Problem to solve - Write out all the records below again, substituting "widest part" for every occurrence of "thickest part" and leaving everything else unchanged.

Given records -

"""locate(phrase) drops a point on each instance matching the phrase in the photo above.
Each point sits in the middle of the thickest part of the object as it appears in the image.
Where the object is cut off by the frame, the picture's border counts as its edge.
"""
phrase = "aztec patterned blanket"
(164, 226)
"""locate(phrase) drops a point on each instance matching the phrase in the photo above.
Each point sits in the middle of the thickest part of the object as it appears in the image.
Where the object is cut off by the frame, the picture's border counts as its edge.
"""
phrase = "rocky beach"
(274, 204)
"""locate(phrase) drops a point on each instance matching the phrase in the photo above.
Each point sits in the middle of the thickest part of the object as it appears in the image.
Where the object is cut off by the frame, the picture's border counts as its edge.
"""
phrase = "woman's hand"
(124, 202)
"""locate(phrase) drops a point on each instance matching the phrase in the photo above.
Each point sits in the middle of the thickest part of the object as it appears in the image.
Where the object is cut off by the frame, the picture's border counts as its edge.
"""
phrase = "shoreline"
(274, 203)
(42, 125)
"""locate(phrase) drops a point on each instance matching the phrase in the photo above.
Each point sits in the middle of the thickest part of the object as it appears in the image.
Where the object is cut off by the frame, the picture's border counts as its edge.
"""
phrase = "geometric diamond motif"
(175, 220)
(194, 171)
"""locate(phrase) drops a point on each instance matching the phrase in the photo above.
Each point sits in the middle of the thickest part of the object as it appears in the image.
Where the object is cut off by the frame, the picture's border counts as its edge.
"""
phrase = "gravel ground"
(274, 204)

Exercise result -
"""locate(phrase) drops a point on each instance matching the phrase in the photo above.
Each point sits in the middle of the widest part of the object as it appears in the image.
Where the object is cut off by the frame, the picture's border counts as its edge.
"""
phrase = "aztec patterned blanket"
(164, 226)
"""locate(phrase) drops a point on each instance matching the phrase in the photo above.
Each point sits in the middle of the widest part of the object as it appears in the image.
Where the object is cut off by the frame, the picture's border counts as its edge.
"""
phrase = "rocky beach"
(274, 204)
"""locate(phrase) drops a point on each instance matching the phrase in the photo above.
Each point sits in the middle of the widest part of the object as it appears in the image.
Where the object is cut off by the frame, the picture's border counts as its edge.
"""
phrase = "woman's hand"
(124, 202)
"""locate(phrase) drops a point on each instance matching the phrase in the photo above.
Each point sits in the middle of the widest part of the object as it appears in the image.
Where the object is cut off by the frame, the picture's border counts as its edge.
"""
phrase = "shoreline"
(274, 203)
(42, 125)
"""locate(phrase) drops a point on each instance matching the phrase in the photo above.
Each point sits in the middle of the widest part of the object as it appears in the image.
Where the object is cut off by the frame, the picture's border counts as its edge.
"""
phrase = "geometric diamond motif"
(175, 220)
(194, 171)
"""locate(phrase) drops a point on each instance matching the phrase in the photo above.
Each point sits in the middle of the widest part of the object as it appears in the image.
Where the object is cut off by the frame, the picture's border counts as its edge.
"""
phrase = "gravel ground"
(274, 204)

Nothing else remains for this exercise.